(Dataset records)
=====

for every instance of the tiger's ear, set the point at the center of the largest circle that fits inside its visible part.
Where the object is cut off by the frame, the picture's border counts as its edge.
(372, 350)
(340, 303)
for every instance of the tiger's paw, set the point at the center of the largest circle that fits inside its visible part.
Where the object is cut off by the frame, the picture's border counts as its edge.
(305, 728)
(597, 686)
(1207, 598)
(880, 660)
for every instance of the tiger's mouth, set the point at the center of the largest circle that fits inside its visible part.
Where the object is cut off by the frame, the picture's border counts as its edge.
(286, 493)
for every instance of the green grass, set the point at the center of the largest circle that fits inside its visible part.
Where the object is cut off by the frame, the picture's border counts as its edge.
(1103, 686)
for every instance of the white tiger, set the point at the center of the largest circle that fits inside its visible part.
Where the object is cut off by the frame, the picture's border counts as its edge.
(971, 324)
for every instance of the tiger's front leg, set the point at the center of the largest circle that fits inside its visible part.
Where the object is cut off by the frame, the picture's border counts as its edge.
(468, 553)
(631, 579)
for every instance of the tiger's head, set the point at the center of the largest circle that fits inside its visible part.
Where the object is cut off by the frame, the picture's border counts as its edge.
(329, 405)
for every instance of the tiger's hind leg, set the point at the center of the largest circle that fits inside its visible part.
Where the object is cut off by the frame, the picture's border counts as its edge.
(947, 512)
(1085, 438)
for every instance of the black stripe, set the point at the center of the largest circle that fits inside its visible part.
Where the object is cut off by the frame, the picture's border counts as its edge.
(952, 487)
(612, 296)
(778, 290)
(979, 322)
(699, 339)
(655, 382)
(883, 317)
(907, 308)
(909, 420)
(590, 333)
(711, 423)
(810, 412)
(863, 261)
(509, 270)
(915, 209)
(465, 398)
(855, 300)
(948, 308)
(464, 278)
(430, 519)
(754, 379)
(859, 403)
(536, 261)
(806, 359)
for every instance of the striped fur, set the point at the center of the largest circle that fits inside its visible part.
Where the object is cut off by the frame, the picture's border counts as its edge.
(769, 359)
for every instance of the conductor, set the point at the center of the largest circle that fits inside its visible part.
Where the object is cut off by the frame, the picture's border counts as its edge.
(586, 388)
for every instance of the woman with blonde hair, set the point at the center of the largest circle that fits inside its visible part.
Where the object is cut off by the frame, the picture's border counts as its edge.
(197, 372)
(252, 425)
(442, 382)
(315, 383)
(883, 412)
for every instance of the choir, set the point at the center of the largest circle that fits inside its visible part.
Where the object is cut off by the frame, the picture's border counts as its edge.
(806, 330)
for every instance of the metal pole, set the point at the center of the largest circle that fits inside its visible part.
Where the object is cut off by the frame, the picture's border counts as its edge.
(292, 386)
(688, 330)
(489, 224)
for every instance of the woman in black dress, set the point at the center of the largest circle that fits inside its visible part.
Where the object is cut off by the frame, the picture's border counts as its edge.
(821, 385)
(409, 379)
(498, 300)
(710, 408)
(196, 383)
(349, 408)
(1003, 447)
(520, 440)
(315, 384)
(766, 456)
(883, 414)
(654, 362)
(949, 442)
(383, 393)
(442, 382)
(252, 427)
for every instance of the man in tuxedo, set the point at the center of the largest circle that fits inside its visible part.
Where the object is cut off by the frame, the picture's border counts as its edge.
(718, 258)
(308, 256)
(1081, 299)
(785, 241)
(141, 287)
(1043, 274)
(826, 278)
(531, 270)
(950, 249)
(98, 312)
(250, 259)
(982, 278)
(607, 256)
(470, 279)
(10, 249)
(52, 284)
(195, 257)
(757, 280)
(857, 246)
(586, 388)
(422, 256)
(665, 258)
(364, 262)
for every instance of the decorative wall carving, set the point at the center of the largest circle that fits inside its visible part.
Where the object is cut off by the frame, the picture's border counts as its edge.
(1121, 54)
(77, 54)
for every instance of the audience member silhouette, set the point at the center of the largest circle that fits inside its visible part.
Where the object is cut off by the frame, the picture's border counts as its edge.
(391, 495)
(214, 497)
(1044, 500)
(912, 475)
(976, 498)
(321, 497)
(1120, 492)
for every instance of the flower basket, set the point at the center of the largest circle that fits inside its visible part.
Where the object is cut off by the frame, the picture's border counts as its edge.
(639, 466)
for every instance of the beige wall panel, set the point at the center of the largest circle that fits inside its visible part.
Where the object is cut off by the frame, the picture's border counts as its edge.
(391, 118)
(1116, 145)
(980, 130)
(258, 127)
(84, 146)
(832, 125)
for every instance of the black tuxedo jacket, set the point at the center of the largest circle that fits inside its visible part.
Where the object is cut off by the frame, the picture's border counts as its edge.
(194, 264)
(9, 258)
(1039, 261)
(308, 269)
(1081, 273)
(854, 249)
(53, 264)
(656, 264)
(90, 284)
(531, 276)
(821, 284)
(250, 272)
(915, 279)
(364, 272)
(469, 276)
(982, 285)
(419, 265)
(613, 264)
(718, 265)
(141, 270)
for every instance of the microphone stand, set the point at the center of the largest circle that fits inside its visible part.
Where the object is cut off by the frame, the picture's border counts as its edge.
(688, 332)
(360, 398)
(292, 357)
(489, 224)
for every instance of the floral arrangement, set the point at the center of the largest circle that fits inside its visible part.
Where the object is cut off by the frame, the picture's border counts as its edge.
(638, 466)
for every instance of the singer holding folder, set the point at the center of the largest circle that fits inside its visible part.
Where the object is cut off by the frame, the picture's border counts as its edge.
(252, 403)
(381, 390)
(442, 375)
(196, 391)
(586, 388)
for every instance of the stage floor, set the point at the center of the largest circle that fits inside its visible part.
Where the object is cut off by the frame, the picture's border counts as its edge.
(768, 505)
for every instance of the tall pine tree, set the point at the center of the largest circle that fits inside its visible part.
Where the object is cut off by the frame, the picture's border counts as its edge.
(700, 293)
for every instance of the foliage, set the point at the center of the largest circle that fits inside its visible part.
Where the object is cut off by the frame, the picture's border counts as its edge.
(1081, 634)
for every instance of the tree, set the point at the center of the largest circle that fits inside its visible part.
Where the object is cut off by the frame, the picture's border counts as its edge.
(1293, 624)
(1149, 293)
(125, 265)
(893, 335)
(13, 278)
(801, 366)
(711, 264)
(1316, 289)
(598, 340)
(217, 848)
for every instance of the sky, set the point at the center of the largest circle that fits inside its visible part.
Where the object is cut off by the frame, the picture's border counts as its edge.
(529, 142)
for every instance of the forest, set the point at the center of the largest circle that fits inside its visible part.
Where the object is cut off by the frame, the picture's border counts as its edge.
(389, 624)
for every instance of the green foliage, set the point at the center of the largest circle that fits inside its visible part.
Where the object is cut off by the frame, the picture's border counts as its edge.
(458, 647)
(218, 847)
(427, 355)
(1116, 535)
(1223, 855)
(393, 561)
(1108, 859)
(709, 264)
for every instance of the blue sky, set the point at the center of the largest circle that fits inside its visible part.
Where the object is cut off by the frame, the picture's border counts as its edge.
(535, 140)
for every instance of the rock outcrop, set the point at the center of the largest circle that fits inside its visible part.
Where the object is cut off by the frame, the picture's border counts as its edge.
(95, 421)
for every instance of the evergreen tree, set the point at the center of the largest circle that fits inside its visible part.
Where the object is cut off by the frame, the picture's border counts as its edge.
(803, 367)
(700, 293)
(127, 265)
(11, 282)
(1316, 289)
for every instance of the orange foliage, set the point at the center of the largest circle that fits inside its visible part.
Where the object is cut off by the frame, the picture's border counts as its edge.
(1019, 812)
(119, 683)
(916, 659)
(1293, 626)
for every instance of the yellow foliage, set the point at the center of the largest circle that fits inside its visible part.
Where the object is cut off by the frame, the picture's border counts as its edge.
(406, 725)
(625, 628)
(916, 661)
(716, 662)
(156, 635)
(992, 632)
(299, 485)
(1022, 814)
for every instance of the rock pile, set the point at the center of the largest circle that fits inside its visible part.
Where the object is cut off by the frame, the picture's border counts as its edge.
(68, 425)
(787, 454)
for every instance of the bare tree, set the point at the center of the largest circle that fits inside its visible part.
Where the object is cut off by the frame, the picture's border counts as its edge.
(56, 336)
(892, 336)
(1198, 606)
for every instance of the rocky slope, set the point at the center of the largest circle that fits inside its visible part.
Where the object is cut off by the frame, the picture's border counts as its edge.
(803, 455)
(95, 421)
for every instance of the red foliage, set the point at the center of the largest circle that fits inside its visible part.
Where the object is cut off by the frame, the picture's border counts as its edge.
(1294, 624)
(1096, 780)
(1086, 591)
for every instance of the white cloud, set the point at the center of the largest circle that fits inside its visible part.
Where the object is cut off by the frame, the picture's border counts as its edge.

=====

## TASK OBJECTIVE
Reproduce verbatim the lines of the material above, starting with the line that contains "for every instance of the white cloud, set" and continuing through the end of the material, both ends included.

## TASK SOLUTION
for every instance of the white cloud, set the point at the center of the largest circle that fits inside its visible part.
Where the object is cut off by the frame, the picture's border counts as its edge.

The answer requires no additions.